(What is needed): Only the line with "Please put a point on the white baseball in" and the lines after it, to the end of the data, should appear in the answer, each reproduced exactly.

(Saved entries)
============================================================

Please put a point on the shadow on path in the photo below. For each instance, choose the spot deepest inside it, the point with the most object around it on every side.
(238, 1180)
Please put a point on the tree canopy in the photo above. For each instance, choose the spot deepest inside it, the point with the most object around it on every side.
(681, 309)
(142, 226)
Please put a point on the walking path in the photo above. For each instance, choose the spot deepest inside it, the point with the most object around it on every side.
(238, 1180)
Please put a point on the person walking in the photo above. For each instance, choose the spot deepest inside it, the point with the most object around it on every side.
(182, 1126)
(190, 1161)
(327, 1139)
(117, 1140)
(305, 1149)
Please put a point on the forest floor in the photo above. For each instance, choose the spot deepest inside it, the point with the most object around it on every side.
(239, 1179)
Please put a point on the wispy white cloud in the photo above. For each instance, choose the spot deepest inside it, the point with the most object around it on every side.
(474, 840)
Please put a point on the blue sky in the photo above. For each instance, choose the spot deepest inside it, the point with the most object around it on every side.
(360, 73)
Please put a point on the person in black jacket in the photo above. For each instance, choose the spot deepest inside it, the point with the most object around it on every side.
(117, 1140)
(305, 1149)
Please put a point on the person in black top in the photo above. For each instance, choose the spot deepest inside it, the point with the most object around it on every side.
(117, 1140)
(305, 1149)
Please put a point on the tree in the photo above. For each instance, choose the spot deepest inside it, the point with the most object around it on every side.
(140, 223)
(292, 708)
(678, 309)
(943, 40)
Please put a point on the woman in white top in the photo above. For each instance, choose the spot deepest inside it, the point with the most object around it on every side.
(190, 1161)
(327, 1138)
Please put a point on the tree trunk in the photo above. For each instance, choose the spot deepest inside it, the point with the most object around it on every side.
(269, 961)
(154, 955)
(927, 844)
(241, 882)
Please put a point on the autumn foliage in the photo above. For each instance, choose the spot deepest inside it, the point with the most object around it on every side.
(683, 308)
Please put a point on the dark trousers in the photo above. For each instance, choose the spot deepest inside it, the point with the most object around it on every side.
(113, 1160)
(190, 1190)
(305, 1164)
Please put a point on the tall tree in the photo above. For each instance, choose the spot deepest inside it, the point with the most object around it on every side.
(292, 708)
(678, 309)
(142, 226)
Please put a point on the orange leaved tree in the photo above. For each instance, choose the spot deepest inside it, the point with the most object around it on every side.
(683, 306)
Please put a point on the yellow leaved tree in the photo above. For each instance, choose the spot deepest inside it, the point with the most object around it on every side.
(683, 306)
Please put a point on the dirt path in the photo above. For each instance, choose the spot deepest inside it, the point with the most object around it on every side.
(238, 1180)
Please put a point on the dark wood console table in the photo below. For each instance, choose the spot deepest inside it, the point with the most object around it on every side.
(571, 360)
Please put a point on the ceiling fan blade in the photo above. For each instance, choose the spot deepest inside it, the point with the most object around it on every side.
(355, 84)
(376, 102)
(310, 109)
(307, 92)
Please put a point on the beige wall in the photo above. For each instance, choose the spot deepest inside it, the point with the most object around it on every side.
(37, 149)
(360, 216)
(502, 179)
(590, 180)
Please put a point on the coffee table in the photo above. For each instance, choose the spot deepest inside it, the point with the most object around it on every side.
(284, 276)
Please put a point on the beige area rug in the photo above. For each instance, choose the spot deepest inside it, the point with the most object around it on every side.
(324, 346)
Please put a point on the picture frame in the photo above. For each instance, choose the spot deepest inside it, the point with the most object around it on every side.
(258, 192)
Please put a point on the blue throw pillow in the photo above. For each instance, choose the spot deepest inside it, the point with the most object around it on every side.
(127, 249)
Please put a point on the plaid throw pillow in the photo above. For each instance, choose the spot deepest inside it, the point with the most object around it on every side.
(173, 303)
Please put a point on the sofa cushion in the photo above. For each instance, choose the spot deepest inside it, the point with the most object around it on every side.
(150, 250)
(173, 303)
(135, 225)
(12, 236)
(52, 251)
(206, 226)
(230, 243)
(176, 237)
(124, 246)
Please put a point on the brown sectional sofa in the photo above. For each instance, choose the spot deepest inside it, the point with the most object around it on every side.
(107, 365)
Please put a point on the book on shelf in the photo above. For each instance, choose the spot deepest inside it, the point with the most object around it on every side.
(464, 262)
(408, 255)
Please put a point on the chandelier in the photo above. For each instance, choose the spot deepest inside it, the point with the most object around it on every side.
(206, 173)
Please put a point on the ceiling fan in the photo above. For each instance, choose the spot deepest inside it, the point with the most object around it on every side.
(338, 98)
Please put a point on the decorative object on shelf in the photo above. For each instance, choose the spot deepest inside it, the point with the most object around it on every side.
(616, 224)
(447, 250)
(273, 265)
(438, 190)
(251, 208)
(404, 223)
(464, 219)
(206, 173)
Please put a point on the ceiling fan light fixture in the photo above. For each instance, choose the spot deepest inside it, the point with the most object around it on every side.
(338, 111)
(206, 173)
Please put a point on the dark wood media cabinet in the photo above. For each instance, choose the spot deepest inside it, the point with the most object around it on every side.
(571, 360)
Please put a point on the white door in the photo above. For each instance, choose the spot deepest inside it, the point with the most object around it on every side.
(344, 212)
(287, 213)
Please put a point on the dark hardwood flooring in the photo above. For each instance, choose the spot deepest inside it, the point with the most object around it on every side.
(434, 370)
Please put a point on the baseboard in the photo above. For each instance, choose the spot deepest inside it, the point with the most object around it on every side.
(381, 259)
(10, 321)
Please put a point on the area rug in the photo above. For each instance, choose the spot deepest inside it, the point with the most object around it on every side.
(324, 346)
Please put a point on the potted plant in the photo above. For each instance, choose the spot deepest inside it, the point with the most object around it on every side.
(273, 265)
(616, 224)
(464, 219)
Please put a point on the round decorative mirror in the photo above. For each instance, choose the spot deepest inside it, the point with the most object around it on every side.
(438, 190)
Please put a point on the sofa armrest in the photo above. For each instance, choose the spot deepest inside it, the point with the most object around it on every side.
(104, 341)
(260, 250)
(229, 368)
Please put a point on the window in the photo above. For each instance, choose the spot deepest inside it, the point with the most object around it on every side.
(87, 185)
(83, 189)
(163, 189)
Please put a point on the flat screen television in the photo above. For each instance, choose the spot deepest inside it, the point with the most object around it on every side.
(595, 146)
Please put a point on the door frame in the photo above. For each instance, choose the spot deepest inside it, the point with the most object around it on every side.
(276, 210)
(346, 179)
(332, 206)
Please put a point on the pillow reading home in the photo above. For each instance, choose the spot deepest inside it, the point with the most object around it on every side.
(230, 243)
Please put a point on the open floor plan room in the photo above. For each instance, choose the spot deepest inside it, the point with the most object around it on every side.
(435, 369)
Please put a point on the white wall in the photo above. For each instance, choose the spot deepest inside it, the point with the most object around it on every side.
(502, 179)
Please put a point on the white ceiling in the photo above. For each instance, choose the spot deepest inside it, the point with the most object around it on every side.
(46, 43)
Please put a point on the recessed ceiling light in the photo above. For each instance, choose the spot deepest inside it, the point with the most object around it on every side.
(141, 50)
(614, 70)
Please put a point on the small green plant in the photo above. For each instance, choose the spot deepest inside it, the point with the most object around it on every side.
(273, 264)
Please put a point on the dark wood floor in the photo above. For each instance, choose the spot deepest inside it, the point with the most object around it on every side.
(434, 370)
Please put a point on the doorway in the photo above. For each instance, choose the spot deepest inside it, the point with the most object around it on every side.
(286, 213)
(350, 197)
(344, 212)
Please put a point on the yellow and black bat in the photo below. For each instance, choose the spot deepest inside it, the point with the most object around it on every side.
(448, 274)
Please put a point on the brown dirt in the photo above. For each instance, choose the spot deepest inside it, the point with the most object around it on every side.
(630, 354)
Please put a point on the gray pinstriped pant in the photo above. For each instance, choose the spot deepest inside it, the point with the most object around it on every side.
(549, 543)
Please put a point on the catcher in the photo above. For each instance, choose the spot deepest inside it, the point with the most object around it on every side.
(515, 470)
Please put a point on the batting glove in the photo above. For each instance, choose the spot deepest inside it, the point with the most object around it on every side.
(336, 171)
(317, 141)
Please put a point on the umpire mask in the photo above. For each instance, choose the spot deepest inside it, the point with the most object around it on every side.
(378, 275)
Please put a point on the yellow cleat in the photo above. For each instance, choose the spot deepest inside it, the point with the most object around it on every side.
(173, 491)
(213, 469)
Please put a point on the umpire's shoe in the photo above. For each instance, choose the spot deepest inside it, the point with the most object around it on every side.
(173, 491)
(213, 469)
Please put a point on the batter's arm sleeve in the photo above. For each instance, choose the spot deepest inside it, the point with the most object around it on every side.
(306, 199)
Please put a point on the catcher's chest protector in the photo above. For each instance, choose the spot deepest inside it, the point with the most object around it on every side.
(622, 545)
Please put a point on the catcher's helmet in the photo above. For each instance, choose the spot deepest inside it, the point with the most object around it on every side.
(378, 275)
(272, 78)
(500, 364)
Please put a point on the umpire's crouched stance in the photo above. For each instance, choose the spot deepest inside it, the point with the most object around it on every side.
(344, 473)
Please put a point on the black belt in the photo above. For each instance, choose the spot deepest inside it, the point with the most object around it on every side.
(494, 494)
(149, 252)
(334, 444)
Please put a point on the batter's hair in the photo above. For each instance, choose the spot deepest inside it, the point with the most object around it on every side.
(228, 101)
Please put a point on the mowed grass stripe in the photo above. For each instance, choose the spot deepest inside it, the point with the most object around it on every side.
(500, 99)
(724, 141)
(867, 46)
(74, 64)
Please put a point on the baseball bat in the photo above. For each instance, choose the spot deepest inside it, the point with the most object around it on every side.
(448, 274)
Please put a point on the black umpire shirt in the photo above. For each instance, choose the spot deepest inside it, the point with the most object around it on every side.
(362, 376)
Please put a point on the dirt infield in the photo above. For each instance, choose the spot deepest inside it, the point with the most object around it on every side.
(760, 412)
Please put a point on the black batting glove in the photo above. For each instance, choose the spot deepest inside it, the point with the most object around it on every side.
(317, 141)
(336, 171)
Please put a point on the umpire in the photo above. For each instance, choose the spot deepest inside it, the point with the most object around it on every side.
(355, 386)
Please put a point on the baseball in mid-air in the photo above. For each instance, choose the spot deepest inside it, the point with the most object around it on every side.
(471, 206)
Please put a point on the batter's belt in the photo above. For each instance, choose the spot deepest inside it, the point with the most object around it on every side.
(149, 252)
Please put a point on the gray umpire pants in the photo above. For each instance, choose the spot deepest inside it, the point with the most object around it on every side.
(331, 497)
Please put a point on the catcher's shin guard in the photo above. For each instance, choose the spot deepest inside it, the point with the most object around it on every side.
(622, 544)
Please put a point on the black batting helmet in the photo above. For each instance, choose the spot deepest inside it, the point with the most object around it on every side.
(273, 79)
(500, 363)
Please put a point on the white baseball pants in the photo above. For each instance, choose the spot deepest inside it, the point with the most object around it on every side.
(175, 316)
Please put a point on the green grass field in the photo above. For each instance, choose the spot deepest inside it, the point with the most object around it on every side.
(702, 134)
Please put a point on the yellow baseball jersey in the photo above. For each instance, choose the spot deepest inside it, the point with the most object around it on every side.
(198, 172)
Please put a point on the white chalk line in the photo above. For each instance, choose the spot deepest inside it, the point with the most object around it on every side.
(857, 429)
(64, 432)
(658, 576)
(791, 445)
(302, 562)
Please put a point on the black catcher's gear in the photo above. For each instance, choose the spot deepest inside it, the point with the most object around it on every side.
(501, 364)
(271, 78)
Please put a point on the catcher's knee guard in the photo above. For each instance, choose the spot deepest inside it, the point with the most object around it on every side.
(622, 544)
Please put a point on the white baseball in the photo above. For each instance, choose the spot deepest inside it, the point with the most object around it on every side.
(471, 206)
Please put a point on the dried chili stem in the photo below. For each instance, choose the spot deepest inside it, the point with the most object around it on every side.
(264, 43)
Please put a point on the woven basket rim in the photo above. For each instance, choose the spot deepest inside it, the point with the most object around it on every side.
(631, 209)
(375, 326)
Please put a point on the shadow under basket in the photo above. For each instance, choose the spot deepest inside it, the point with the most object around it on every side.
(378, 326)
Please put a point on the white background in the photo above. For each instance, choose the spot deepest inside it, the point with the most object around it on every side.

============================================================

(Result below):
Please put a point on the white baseball in the photo above. For each instance, choose the spot deepest inside it, the point with the most object around it on every side.
(471, 206)
Please put a point on the dried chili stem in the photo below. For each instance, choose the spot deepest inside it, the point with the most object around it on every side.
(264, 43)
Please put a point on the woven basket rim in the photo above. For each instance, choose the spot deepest inside it, the point with the most object around it on every side.
(631, 209)
(375, 326)
Please put a point on the shadow under basket in the photo above. For each instance, choose the spot deepest inside it, the point with the most object around it on every side.
(378, 326)
Please put a point on the white background in the photo above. For each instance, choose the spot deepest inside it, the point with the most object around it on every side.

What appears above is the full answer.